*** Available data
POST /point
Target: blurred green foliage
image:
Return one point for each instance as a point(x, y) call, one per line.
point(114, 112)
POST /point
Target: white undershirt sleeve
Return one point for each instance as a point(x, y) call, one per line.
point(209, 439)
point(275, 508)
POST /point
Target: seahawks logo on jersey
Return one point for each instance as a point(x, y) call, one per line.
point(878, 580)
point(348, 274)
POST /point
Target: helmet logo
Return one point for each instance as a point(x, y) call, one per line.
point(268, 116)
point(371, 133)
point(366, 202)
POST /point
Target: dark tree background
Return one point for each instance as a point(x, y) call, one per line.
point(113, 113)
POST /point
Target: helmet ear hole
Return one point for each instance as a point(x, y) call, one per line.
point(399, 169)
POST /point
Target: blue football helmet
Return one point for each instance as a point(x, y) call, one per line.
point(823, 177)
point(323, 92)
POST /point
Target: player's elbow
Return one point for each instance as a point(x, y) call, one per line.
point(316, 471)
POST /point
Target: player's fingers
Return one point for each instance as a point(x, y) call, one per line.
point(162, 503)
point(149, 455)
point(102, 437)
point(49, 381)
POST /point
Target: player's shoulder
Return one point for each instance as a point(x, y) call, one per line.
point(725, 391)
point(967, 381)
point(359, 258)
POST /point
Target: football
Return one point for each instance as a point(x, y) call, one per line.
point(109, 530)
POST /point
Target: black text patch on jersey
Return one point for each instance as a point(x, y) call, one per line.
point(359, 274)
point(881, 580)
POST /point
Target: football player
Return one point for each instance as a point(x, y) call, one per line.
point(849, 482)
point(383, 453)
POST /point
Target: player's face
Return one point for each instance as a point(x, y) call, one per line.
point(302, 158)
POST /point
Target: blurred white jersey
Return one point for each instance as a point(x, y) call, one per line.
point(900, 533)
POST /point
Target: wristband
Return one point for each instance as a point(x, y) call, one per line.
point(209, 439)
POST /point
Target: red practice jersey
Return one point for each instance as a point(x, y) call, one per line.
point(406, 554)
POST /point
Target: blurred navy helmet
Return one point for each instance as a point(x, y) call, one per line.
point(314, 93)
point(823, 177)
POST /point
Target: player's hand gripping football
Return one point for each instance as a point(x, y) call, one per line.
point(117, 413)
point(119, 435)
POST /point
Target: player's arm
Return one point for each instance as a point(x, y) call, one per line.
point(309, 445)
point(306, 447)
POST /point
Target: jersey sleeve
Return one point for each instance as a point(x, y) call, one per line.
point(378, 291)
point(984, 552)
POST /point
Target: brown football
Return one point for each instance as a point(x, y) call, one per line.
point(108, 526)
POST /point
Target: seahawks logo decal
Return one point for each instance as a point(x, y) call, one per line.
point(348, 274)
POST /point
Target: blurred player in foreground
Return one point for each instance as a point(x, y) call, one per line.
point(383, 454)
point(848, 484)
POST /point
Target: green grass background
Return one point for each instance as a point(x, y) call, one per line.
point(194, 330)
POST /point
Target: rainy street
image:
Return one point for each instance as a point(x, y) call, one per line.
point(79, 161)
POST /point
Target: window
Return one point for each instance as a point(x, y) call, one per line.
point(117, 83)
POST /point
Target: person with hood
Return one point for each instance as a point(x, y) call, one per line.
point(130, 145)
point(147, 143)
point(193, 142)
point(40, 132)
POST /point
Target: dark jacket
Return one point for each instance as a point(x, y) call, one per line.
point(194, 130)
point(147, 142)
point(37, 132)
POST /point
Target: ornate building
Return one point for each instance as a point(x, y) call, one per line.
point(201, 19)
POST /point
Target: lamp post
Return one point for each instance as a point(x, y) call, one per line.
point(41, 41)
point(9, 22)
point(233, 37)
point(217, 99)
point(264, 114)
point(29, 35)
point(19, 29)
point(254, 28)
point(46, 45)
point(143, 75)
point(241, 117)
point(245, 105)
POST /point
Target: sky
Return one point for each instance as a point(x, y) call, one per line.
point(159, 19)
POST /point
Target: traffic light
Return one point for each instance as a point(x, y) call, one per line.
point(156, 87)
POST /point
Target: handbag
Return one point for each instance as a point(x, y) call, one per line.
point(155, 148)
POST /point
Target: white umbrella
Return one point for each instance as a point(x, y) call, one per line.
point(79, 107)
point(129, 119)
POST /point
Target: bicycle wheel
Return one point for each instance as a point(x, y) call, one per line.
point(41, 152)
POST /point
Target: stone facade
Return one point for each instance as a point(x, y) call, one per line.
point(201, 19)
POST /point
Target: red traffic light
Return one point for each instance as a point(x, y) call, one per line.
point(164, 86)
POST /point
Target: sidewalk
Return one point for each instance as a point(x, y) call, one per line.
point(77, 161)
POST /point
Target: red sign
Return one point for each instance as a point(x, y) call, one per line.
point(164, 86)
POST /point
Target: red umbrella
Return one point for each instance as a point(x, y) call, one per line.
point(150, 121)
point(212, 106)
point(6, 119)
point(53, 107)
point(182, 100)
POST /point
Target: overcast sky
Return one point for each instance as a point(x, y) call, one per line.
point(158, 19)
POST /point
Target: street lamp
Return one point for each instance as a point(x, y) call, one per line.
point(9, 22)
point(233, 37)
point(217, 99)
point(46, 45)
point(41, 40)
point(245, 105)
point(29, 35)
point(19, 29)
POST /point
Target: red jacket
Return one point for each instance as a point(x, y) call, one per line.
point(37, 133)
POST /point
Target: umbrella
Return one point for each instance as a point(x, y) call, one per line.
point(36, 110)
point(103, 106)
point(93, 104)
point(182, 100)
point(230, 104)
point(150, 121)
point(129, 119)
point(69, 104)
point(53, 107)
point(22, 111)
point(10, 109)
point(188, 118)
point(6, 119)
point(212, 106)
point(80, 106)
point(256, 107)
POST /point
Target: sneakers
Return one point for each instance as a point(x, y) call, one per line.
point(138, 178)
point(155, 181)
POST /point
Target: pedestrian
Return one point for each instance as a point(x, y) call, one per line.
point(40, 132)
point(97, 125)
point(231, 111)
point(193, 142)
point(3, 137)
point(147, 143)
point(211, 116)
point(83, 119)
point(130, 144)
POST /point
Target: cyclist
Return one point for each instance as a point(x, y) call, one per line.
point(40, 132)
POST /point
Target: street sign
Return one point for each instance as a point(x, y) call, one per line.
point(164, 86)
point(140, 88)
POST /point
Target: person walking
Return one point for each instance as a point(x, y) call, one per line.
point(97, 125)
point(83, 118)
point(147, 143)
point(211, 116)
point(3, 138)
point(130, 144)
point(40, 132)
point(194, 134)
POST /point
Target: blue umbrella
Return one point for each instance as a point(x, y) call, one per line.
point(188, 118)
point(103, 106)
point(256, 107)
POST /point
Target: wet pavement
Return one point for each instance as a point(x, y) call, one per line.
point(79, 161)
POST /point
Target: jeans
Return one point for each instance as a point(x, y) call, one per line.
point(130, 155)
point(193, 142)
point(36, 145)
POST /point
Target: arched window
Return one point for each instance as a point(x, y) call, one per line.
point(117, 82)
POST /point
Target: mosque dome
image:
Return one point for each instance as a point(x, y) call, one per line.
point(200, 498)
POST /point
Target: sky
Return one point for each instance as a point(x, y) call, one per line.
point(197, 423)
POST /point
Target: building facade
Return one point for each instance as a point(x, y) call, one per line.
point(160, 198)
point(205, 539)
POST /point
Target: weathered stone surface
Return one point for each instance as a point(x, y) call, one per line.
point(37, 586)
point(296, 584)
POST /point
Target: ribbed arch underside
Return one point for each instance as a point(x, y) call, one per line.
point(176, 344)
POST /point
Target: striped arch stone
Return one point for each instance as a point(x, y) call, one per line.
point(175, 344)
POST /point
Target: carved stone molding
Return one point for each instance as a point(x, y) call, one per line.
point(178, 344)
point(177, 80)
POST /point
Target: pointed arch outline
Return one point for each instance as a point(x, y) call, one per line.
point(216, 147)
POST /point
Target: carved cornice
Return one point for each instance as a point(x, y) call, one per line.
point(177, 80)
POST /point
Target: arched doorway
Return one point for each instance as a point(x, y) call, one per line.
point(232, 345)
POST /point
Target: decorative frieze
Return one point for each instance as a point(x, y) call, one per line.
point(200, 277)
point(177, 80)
******
* Task brief
Return each line of the entries above that contains the word "stone", matching case exactly.

* Response
Target: stone facade
Target: weathered stone surface
Target: striped arch stone
Target: carved stone molding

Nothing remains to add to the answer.